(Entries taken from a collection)
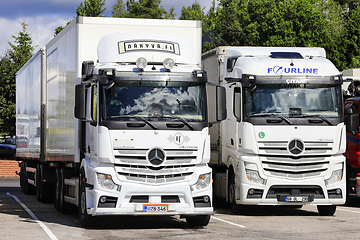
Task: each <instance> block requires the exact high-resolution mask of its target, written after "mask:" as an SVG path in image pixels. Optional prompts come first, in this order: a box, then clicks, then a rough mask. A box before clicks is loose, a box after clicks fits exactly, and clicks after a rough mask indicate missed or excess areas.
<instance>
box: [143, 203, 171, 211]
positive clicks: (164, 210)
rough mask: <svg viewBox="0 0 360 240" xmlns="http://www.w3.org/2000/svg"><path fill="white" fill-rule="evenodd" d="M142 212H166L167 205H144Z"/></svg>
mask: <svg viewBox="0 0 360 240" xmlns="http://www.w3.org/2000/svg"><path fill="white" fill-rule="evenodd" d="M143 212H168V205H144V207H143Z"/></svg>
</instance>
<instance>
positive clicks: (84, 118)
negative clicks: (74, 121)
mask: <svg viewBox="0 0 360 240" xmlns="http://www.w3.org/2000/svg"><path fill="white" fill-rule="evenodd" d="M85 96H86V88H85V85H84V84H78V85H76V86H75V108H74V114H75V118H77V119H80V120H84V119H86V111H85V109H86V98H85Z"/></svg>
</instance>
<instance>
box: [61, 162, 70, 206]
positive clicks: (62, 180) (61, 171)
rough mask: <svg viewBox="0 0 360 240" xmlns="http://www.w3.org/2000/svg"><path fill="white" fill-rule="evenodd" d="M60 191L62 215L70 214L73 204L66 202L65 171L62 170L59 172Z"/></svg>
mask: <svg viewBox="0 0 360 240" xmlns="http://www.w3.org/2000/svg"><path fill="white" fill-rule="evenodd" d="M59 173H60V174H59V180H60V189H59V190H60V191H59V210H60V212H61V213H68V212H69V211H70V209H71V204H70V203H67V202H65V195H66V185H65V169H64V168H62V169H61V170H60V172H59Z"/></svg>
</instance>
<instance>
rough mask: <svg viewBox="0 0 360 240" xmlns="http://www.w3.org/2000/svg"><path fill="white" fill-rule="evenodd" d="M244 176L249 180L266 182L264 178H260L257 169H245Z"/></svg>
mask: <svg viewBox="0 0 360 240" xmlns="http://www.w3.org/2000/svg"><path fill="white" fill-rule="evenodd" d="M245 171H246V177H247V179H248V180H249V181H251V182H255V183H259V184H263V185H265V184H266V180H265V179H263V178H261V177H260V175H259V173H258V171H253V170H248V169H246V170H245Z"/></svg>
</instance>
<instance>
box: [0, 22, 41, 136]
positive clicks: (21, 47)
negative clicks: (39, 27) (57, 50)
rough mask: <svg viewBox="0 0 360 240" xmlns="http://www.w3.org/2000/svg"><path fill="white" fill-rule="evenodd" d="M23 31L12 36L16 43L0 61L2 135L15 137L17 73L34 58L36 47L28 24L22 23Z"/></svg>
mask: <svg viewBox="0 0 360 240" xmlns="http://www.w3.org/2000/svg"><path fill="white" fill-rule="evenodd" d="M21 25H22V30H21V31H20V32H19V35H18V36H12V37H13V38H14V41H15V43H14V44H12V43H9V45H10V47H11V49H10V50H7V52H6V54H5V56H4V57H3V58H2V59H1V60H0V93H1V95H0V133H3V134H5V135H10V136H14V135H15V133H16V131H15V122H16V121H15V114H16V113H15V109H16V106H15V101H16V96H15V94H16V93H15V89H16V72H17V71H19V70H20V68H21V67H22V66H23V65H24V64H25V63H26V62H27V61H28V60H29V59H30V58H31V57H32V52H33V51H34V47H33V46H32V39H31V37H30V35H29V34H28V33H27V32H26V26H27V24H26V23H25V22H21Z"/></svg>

> _Aim of the task_:
Could you restate each record word for word, keeping the pictures out?

> _Task solution_:
Task: each <instance> block requires the exact high-resolution mask of its target, written after "mask:" as an SVG path in image pixels. Optional prompts come first, in this order: a box, then clicks, then a rough mask. A box before clicks is loose, a box after clicks fits exactly, and clicks after a rough mask indicate missed or excess areas.
<instance>
box: [143, 203, 171, 211]
positive clicks: (164, 210)
rough mask: <svg viewBox="0 0 360 240" xmlns="http://www.w3.org/2000/svg"><path fill="white" fill-rule="evenodd" d="M142 212H166L167 205H144Z"/></svg>
mask: <svg viewBox="0 0 360 240" xmlns="http://www.w3.org/2000/svg"><path fill="white" fill-rule="evenodd" d="M143 212H168V205H144V207H143Z"/></svg>
</instance>
<instance>
positive clicks: (84, 118)
negative clicks: (74, 121)
mask: <svg viewBox="0 0 360 240" xmlns="http://www.w3.org/2000/svg"><path fill="white" fill-rule="evenodd" d="M85 96H86V88H85V85H84V84H78V85H76V86H75V108H74V114H75V118H77V119H80V120H84V119H86V111H85V109H86V98H85Z"/></svg>
</instance>
<instance>
box: [61, 162, 70, 206]
positive clicks: (62, 180) (61, 171)
rough mask: <svg viewBox="0 0 360 240" xmlns="http://www.w3.org/2000/svg"><path fill="white" fill-rule="evenodd" d="M60 191L62 215L70 214L73 204L66 202L65 171L62 170L59 172Z"/></svg>
mask: <svg viewBox="0 0 360 240" xmlns="http://www.w3.org/2000/svg"><path fill="white" fill-rule="evenodd" d="M59 173H60V174H59V180H60V189H59V190H60V191H59V210H60V212H61V213H68V212H69V211H70V209H71V204H70V203H67V202H65V195H66V185H65V169H64V168H62V169H61V170H60V172H59Z"/></svg>
</instance>
<instance>
rough mask: <svg viewBox="0 0 360 240" xmlns="http://www.w3.org/2000/svg"><path fill="white" fill-rule="evenodd" d="M244 176L249 180L266 182L264 178H260L257 169H245Z"/></svg>
mask: <svg viewBox="0 0 360 240" xmlns="http://www.w3.org/2000/svg"><path fill="white" fill-rule="evenodd" d="M245 171H246V177H247V179H248V180H249V181H251V182H255V183H259V184H263V185H265V184H266V180H265V179H263V178H261V177H260V175H259V173H258V171H253V170H248V169H246V170H245Z"/></svg>
</instance>
<instance>
box: [0, 22, 41, 136]
positive clicks: (21, 47)
negative clicks: (39, 27) (57, 50)
rough mask: <svg viewBox="0 0 360 240" xmlns="http://www.w3.org/2000/svg"><path fill="white" fill-rule="evenodd" d="M23 31L12 36L16 43L0 61L2 135L15 137L17 73L34 58L36 47L28 24L22 23Z"/></svg>
mask: <svg viewBox="0 0 360 240" xmlns="http://www.w3.org/2000/svg"><path fill="white" fill-rule="evenodd" d="M21 25H22V30H21V31H20V32H19V35H18V36H12V37H13V38H14V41H15V43H14V44H12V43H9V45H10V47H11V49H10V50H7V52H6V54H5V56H4V57H3V58H2V59H1V60H0V93H1V95H0V133H3V134H5V135H10V136H14V135H15V133H16V131H15V122H16V121H15V114H16V113H15V109H16V106H15V101H16V96H15V94H16V93H15V89H16V72H17V71H19V70H20V68H21V67H22V66H23V65H24V64H25V63H26V62H27V61H28V60H29V59H30V58H31V57H32V52H33V51H34V47H33V46H32V39H31V37H30V35H29V34H28V33H27V32H26V26H27V24H26V23H25V22H21Z"/></svg>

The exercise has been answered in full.